## WHAT THE TASK ASKS:
Rewrite the items starting at the line that contains "Expected behaviour: the pointer locates the white trumpet" and continuing through the end of the items, replacing "pretty-printed" with "indented" and leaving everything else unchanged.

:: PROVIDED DATA ::

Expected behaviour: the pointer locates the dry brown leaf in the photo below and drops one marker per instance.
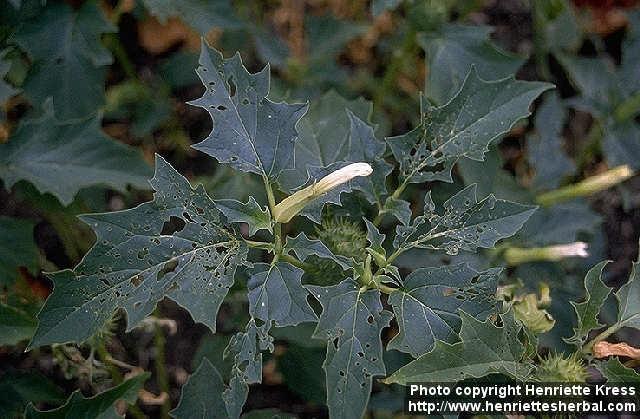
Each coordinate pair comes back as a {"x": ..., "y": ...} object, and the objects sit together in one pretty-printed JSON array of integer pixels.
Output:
[{"x": 604, "y": 349}]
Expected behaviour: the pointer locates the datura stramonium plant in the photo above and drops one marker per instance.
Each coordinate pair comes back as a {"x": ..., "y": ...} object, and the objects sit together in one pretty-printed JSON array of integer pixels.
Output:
[{"x": 185, "y": 245}]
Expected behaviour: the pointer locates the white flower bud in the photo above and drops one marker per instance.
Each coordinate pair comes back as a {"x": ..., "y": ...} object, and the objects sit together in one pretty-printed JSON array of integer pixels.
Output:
[{"x": 292, "y": 205}]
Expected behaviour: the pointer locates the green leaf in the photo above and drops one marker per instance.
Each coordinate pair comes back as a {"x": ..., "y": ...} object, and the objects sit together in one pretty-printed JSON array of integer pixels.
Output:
[
  {"x": 17, "y": 248},
  {"x": 99, "y": 406},
  {"x": 250, "y": 213},
  {"x": 136, "y": 262},
  {"x": 481, "y": 112},
  {"x": 453, "y": 50},
  {"x": 333, "y": 133},
  {"x": 596, "y": 292},
  {"x": 621, "y": 144},
  {"x": 63, "y": 157},
  {"x": 426, "y": 306},
  {"x": 19, "y": 388},
  {"x": 466, "y": 223},
  {"x": 15, "y": 325},
  {"x": 201, "y": 395},
  {"x": 202, "y": 15},
  {"x": 68, "y": 58},
  {"x": 351, "y": 322},
  {"x": 380, "y": 6},
  {"x": 483, "y": 349},
  {"x": 303, "y": 247},
  {"x": 251, "y": 133},
  {"x": 546, "y": 154},
  {"x": 6, "y": 90},
  {"x": 276, "y": 295},
  {"x": 628, "y": 297},
  {"x": 615, "y": 372},
  {"x": 246, "y": 350}
]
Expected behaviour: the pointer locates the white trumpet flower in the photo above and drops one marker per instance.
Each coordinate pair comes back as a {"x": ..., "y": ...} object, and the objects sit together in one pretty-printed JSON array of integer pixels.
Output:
[{"x": 292, "y": 205}]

:::

## RESPONSE FOR THIS EXERCISE:
Expected behaviour: the pointer locates the white trumpet flower in the photo above and drops one marker per instance.
Each coordinate pair comes back as a {"x": ..., "y": ...} object, and the objects sit together in one indented JSON array of integer pixels.
Output:
[{"x": 292, "y": 205}]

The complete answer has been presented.